§ Problem details
Please arrange only part of the rows below as a numbered list, leaving out blank lines: begin at the line that contains "Could you put a marker on each instance of the partially" and stop after the line that contains "point(1194, 515)".

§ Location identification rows
+===+
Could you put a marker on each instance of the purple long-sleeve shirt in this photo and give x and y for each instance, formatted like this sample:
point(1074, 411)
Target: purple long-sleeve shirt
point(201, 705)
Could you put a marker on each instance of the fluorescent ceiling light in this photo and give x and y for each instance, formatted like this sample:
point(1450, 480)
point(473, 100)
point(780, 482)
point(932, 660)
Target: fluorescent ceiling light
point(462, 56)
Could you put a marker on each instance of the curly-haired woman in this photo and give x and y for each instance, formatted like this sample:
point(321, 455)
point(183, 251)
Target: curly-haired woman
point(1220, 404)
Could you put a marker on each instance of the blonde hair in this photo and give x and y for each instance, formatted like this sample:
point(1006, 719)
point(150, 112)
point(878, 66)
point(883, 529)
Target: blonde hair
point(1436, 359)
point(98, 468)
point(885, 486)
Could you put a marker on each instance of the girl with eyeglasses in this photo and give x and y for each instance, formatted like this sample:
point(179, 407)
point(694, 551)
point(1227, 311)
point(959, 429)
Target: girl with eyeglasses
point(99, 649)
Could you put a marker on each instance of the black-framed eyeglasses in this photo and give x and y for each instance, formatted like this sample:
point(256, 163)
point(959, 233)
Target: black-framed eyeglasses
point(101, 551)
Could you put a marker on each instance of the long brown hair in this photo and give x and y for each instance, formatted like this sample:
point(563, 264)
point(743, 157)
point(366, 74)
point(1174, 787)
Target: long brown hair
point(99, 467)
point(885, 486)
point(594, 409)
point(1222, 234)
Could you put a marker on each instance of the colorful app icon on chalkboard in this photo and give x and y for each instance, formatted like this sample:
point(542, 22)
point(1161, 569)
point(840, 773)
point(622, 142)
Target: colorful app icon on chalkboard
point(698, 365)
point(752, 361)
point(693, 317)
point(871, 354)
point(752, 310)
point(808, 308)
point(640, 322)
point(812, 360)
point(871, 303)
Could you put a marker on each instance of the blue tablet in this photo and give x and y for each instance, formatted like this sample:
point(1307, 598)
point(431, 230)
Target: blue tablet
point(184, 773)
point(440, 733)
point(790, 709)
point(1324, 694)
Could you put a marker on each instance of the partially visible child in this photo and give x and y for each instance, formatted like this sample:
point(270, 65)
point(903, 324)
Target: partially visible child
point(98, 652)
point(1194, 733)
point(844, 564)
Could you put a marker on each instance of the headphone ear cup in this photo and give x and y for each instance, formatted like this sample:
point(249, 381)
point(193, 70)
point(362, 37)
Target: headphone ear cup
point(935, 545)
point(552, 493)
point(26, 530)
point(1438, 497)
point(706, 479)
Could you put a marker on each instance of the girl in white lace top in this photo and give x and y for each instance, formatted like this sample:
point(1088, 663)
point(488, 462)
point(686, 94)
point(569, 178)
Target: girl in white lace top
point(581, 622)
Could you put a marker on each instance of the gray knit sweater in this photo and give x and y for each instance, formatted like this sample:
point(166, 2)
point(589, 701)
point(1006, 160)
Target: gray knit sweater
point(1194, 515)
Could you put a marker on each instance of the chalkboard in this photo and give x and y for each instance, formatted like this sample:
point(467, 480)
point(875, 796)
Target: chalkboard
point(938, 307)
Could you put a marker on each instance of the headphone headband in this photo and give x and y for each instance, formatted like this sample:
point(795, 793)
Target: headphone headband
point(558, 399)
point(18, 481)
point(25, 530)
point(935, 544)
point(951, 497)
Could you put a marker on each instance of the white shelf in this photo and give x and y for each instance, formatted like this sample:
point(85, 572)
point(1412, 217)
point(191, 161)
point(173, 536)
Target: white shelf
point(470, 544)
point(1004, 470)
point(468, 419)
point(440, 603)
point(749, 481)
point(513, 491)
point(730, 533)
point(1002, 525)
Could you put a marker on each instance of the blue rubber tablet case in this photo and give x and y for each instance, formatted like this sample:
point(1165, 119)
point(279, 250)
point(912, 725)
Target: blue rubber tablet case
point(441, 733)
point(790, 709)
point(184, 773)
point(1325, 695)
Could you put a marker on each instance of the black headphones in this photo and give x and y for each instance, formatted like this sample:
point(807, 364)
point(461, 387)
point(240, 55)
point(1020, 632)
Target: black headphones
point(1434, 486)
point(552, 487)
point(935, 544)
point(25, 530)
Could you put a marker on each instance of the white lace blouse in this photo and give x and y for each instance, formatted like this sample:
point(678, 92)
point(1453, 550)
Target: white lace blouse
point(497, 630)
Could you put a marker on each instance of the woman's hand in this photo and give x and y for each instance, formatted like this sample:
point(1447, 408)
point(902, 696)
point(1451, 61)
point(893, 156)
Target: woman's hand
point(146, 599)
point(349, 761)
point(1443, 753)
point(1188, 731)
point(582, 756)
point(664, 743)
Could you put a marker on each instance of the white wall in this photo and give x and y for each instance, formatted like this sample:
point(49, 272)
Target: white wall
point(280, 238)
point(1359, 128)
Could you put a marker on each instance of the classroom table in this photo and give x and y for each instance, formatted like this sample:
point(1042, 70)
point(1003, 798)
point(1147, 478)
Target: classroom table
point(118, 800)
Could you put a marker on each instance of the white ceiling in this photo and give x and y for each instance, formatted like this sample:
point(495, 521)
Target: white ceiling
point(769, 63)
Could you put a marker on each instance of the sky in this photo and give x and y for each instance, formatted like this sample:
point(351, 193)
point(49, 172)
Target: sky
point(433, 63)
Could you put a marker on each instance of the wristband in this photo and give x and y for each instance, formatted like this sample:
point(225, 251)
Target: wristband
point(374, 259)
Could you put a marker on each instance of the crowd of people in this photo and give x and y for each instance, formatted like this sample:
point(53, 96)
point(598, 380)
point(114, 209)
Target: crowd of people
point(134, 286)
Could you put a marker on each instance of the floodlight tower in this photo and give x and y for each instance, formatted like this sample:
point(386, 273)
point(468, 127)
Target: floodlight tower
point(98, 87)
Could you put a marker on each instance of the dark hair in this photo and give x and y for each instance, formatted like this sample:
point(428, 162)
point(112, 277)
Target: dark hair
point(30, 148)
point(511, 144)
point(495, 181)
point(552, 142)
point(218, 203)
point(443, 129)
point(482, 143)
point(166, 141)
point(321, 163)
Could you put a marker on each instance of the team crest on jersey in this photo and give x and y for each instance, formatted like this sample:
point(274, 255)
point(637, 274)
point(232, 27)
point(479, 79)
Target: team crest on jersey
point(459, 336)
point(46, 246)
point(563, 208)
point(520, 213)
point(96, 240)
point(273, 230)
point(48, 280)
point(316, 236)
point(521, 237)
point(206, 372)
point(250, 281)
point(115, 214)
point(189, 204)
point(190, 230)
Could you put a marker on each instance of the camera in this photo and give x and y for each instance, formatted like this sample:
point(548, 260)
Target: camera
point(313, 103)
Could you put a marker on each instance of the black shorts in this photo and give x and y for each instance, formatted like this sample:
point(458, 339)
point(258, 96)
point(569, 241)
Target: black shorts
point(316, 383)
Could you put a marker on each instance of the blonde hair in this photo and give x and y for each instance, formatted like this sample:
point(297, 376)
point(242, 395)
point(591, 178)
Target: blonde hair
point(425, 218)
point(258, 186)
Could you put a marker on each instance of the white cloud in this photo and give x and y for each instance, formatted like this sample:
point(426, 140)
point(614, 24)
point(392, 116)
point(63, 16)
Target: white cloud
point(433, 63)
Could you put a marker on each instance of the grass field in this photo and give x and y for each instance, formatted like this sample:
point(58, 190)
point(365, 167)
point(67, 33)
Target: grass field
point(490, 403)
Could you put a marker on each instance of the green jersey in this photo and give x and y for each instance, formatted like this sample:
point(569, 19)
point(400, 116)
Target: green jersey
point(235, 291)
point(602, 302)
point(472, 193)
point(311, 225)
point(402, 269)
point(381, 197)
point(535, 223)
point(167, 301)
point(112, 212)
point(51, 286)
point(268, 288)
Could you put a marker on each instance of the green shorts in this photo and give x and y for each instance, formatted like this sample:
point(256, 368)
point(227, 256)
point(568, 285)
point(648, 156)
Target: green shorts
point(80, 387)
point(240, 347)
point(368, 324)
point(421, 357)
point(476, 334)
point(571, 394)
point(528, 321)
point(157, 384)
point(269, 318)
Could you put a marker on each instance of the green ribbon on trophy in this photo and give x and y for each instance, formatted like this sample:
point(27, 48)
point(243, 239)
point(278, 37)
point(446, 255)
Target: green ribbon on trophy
+===+
§ Exercise solution
1. Could you put a marker on each instance of the partially visible child in this photo and give x and y for each instance, formatted like this sample:
2. point(270, 65)
3. point(903, 324)
4. Target: partially visible child
5. point(98, 652)
6. point(1194, 733)
7. point(844, 564)
8. Could you put a marker on each instance of the headphone ear cup in this photo and give x and y for each instance, formatted like this sample:
9. point(249, 381)
10. point(193, 70)
11. point(362, 37)
12. Target: headphone ear cup
13. point(935, 545)
14. point(552, 493)
15. point(26, 530)
16. point(1438, 497)
17. point(706, 479)
18. Could you put a marker on each instance of the girl in white lace top in this photo and give x and y for each instance, formatted like this sample:
19. point(1088, 663)
20. point(488, 462)
21. point(686, 94)
22. point(569, 178)
23. Target: girl in white lace top
24. point(581, 622)
25. Could you put a marker on each instance of the gray knit sweater in this photo and give x and y for each instance, formatted like this sample:
26. point(166, 2)
27. point(589, 701)
28. point(1006, 160)
29. Target: gray knit sweater
30. point(1194, 515)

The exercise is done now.